- Short exercise:
In the material below, copy the stretch from the line that contains "Where can the white trim" through the line that contains "<point>13,210</point>", changing "green shrub" to "leafy bush" and keeping everything else the same.

-------- Records supplied --------

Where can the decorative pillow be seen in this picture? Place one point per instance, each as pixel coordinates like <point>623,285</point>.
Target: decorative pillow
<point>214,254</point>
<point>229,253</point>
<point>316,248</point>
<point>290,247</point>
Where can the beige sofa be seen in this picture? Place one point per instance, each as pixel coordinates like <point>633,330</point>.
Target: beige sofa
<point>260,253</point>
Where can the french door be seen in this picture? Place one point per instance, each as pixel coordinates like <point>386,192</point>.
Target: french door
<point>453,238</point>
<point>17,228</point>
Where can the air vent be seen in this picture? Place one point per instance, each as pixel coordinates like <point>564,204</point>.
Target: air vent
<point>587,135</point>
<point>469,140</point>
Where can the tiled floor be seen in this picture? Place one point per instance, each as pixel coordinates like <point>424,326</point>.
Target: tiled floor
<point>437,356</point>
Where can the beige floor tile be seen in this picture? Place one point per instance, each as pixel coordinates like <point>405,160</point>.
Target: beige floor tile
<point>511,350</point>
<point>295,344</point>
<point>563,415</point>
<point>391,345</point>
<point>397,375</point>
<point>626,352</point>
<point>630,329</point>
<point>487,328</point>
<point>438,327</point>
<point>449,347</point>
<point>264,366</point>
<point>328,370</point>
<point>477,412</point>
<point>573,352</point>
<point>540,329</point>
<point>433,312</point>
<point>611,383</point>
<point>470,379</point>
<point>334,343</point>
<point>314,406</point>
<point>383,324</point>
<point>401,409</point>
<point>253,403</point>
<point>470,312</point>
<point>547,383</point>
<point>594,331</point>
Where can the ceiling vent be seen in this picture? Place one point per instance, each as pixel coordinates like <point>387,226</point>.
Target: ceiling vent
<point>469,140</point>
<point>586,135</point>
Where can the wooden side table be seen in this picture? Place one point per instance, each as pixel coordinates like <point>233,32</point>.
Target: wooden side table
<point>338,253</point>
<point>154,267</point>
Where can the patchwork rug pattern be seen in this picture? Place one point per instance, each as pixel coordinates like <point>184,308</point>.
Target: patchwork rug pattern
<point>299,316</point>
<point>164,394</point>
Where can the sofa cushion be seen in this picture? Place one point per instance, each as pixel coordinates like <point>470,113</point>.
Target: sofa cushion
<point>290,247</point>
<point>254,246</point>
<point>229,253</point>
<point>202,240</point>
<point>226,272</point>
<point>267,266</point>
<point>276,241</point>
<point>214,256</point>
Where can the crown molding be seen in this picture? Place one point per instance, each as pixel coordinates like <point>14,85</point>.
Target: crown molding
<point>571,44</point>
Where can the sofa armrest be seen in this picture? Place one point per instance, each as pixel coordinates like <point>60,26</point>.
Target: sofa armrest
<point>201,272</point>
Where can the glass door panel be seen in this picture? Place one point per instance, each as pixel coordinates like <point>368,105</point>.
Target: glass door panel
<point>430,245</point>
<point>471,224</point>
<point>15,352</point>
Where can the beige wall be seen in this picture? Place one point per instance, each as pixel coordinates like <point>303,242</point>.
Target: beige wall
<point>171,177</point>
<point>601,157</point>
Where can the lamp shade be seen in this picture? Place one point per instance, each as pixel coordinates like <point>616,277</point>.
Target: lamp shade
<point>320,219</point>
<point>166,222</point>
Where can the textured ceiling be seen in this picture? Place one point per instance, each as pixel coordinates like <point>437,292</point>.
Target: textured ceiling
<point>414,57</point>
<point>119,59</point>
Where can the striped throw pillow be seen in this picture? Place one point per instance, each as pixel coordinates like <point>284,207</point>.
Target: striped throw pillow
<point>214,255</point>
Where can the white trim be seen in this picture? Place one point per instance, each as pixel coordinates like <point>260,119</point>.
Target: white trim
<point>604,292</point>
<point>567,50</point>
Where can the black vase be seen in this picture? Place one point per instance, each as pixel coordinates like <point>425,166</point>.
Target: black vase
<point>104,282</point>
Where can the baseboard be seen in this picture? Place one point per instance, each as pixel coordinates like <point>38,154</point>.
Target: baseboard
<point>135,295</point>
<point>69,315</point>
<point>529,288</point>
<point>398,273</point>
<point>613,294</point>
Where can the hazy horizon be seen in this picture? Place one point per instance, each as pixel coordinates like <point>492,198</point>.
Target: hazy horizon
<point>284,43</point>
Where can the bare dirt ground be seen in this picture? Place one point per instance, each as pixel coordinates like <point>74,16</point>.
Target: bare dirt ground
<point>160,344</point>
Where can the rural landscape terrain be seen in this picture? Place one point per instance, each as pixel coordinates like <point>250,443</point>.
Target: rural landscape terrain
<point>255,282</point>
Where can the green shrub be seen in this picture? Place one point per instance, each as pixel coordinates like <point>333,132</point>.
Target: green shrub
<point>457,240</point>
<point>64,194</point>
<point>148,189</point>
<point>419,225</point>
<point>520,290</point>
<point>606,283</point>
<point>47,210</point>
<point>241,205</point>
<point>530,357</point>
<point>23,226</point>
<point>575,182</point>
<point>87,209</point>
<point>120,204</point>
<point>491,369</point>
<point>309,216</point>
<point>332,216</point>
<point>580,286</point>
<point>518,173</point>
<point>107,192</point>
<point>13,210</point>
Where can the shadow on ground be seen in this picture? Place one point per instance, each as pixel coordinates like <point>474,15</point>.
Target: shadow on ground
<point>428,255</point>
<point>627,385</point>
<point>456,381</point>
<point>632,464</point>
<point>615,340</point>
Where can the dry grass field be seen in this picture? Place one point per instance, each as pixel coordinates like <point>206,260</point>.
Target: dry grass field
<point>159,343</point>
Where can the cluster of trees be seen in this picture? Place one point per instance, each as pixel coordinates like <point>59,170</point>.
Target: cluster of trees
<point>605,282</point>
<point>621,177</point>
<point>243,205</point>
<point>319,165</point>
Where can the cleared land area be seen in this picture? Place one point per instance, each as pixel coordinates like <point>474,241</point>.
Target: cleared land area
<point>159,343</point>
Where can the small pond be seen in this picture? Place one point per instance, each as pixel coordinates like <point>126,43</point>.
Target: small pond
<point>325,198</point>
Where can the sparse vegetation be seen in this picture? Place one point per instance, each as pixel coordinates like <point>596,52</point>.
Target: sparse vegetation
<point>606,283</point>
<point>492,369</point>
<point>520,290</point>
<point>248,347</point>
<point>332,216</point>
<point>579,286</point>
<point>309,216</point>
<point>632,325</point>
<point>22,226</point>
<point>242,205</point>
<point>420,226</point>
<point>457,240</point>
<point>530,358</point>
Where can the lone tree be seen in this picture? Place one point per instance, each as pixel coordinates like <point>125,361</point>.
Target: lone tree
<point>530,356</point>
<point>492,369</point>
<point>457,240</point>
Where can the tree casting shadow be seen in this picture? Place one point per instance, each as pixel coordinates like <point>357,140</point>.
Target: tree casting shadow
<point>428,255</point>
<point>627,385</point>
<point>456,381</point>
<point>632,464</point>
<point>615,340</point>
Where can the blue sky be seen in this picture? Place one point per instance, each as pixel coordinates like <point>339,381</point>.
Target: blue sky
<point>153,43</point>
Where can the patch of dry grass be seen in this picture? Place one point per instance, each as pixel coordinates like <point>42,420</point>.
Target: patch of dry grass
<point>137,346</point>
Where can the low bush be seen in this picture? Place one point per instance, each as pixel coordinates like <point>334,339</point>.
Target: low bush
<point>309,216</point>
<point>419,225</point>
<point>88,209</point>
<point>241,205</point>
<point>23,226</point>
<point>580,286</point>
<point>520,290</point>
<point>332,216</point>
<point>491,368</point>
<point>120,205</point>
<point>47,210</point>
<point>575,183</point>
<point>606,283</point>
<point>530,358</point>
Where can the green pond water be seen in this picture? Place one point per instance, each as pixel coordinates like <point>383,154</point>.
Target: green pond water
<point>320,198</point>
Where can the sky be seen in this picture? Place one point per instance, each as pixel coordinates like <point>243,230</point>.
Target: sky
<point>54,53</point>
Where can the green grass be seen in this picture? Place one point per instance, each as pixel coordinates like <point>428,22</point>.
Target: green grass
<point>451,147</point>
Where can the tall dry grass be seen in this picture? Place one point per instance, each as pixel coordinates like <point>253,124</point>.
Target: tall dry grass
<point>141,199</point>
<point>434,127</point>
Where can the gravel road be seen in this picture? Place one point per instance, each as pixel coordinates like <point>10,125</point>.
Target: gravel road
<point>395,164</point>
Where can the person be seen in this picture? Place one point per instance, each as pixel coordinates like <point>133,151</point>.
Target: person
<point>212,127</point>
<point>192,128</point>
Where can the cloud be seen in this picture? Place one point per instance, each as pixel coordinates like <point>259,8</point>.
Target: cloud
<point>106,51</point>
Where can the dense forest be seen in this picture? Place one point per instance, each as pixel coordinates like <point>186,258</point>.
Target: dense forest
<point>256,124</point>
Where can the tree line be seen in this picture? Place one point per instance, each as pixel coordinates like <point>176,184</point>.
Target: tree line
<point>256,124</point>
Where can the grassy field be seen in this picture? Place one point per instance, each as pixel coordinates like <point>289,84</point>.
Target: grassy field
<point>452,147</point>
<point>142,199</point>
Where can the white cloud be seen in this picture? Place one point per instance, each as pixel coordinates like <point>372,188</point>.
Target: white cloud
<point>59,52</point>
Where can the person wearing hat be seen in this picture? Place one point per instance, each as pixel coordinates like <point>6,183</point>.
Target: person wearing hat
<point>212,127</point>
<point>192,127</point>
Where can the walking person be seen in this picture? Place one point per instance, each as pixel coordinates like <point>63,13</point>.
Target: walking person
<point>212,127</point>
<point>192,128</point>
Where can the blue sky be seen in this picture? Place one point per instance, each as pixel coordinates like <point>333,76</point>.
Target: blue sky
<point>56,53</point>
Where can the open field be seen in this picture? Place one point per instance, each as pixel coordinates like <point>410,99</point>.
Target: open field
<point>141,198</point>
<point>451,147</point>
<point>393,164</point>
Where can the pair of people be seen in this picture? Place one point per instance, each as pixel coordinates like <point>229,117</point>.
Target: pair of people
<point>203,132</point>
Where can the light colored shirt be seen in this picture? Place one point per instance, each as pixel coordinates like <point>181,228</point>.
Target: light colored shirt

--------

- Solution to the exercise:
Where can the white trim be seen in this picture? Place one point per instance, each as pixel coordinates like <point>260,119</point>.
Target: white trim
<point>604,292</point>
<point>567,50</point>
Where can the black vase be seen in this picture? Place one point per instance, each as pixel coordinates like <point>425,166</point>.
Target: black vase
<point>104,282</point>
Where can the baseboard be seen in this picture? Place one point per instance, each as pixel coordinates like <point>38,154</point>.
Target: baseboard
<point>135,295</point>
<point>69,315</point>
<point>529,288</point>
<point>398,273</point>
<point>613,294</point>
Where can the hazy horizon be seen in this picture? Place one point per instance, each as pixel coordinates like <point>492,198</point>.
Target: hazy horizon
<point>284,43</point>
Where can the bare dirt ground be seen in this picture? Place one point per instance, each as pixel coordinates like <point>74,16</point>.
Target: bare dirt ground
<point>160,344</point>
Where can the rural landscape terrain be seen in this picture? Place one point per instance, each as pixel coordinates like <point>250,443</point>.
Target: rural landscape terrain
<point>255,282</point>
Where can the leafy bush be seen in this picture? Place one point per instance, each as pixel coordinates like <point>333,132</point>.
Target: leafy bush
<point>457,240</point>
<point>64,194</point>
<point>148,189</point>
<point>419,225</point>
<point>520,290</point>
<point>606,283</point>
<point>47,210</point>
<point>241,205</point>
<point>530,357</point>
<point>23,226</point>
<point>575,182</point>
<point>87,209</point>
<point>120,204</point>
<point>491,369</point>
<point>309,216</point>
<point>332,216</point>
<point>580,286</point>
<point>518,173</point>
<point>107,192</point>
<point>13,210</point>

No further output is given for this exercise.